___ Data for this task

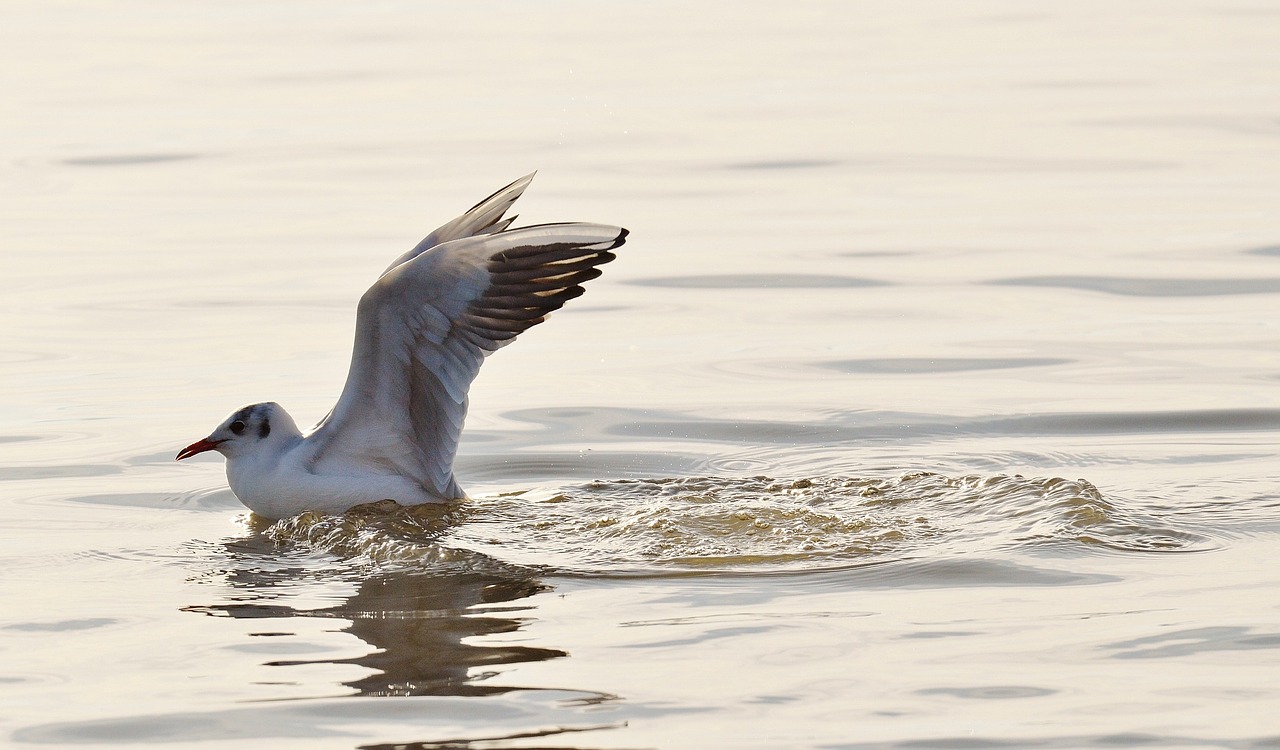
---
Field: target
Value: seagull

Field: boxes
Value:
[177,174,627,520]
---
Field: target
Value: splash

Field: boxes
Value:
[266,472,1212,575]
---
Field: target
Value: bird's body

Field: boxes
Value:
[178,175,627,518]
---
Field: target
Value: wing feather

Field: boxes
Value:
[307,204,627,498]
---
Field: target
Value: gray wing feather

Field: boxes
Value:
[307,215,627,498]
[383,173,536,274]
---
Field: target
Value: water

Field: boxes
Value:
[0,1,1280,749]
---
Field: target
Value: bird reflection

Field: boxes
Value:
[183,514,568,696]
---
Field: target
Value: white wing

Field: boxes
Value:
[295,203,627,498]
[383,173,536,274]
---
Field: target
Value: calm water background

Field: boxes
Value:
[0,0,1280,749]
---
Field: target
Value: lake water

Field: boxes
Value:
[0,0,1280,750]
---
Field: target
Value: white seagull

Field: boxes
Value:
[178,174,627,520]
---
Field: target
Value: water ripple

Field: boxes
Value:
[259,472,1215,576]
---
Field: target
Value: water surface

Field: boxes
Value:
[0,1,1280,750]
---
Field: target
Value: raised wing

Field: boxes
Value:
[383,173,534,274]
[306,217,627,498]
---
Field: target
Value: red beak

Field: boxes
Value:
[174,438,221,461]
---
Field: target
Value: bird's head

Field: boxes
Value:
[177,402,301,461]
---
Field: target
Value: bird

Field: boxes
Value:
[175,174,627,520]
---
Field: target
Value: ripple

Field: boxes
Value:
[257,472,1215,576]
[625,274,887,289]
[61,152,204,166]
[987,276,1280,297]
[818,357,1074,375]
[67,488,241,511]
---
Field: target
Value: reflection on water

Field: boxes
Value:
[991,276,1280,297]
[183,522,567,696]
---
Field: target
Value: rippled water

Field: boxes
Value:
[0,1,1280,750]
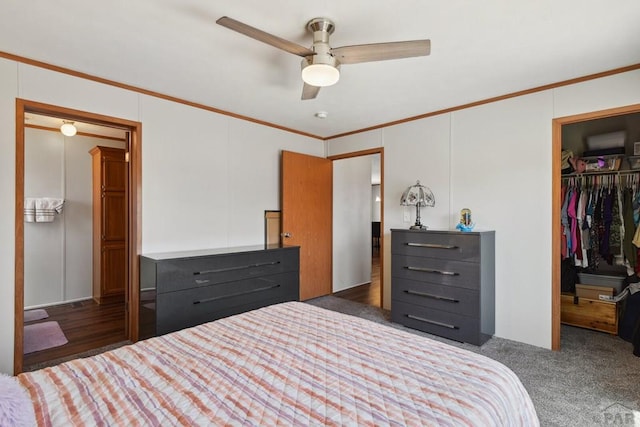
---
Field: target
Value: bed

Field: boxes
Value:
[16,302,539,426]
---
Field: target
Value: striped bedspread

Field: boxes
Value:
[18,302,539,427]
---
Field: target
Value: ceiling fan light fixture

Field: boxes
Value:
[60,120,78,136]
[302,64,340,87]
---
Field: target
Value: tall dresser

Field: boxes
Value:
[140,245,300,338]
[391,229,495,345]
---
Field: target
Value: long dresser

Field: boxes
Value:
[391,229,495,345]
[140,245,300,338]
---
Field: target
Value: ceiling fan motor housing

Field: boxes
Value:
[302,18,340,87]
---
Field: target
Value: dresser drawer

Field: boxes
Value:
[391,232,480,262]
[156,272,299,334]
[391,278,480,317]
[155,250,298,294]
[391,300,484,345]
[391,255,480,290]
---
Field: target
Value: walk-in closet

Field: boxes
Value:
[560,111,640,355]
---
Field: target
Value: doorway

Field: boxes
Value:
[328,148,384,308]
[14,99,141,374]
[551,105,640,350]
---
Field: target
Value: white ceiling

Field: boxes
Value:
[0,0,640,137]
[24,113,126,140]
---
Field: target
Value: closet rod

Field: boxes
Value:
[562,169,640,179]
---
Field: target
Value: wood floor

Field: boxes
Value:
[333,248,380,307]
[23,300,126,370]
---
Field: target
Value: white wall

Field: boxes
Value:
[0,59,325,373]
[24,128,125,308]
[333,156,372,292]
[328,71,640,348]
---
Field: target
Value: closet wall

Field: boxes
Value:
[24,128,125,308]
[562,113,640,280]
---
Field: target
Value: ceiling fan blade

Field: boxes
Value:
[331,40,431,64]
[301,83,320,101]
[216,16,315,57]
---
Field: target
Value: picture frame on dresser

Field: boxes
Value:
[391,229,495,345]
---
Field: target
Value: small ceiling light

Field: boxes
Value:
[302,64,340,87]
[60,120,78,136]
[302,50,340,87]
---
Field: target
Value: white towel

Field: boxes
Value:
[36,197,64,222]
[24,197,36,222]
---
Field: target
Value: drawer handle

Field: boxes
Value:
[193,261,280,276]
[407,242,459,249]
[405,289,460,302]
[406,314,460,329]
[405,265,460,276]
[193,284,280,305]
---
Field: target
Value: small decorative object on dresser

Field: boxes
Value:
[140,245,300,338]
[456,208,476,231]
[391,229,495,345]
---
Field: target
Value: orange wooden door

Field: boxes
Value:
[282,151,333,301]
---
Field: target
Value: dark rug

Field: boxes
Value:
[24,321,69,354]
[24,308,49,323]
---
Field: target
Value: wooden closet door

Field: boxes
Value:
[91,147,127,304]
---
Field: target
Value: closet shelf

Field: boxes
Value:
[562,169,640,178]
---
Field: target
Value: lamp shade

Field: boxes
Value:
[60,122,78,136]
[400,181,436,230]
[400,181,436,208]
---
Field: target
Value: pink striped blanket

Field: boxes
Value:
[18,302,539,427]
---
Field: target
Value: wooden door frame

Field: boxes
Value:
[13,98,142,374]
[327,147,384,308]
[551,104,640,350]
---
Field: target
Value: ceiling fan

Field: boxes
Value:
[216,16,431,100]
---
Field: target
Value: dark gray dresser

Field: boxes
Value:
[391,229,495,345]
[140,245,300,339]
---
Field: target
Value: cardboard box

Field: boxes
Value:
[560,292,620,335]
[576,284,613,300]
[578,273,624,299]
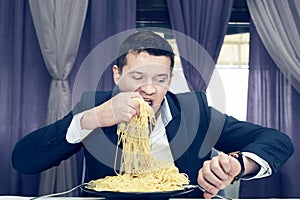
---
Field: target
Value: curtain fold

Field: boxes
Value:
[240,19,300,199]
[29,0,88,195]
[0,1,51,196]
[247,0,300,92]
[167,0,233,91]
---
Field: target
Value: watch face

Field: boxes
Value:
[229,151,245,184]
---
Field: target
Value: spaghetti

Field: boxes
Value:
[88,98,189,192]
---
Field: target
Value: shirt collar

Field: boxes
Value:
[161,97,173,127]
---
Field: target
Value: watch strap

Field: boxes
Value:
[229,151,245,184]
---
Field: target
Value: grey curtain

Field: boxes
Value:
[167,0,233,91]
[29,0,88,195]
[0,1,51,196]
[240,19,300,199]
[247,0,300,92]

______

▸ **What you have to do**: Print verbatim everything from the start of the rows down to the line containing "[174,438,221,461]", including both ends. Leave the pictures out of your answer.

▸ **Written response**:
---
Field: target
Value: seagull

Field: boxes
Value:
[177,174,627,520]
---
Field: target
Value: splash

Field: boxes
Value:
[266,472,1212,575]
---
Field: target
Value: bird's body

Field: boxes
Value:
[178,175,627,518]
---
Field: target
Value: wing feather

Field: boxes
Value:
[307,204,627,498]
---
Field: target
Value: gray wing feather

Field: boxes
Value:
[307,215,627,498]
[383,173,536,274]
---
Field: target
Value: water

Field: boxes
Value:
[0,1,1280,749]
---
Field: target
Value: bird reflection

Field: boxes
Value:
[183,514,568,696]
---
Field: target
Value: white wing

Field: boxes
Value:
[295,203,627,498]
[383,173,536,274]
---
Field: target
Value: calm water background

Field: boxes
Value:
[0,0,1280,749]
---
Field: target
Value: lake water

Field: boxes
Value:
[0,0,1280,750]
---
Field: target
Value: white seagull

Field: boxes
Value:
[178,174,627,520]
---
Field: target
Value: water ripple

Field: boxes
Value:
[259,472,1215,576]
---
Field: target
Value: water surface

Field: boxes
Value:
[0,1,1280,750]
---
Field: target
Value: raised wing

Field: boxes
Value:
[383,173,534,274]
[306,217,627,498]
---
Field: target
Value: red beak

Field: boxes
Value:
[174,438,221,461]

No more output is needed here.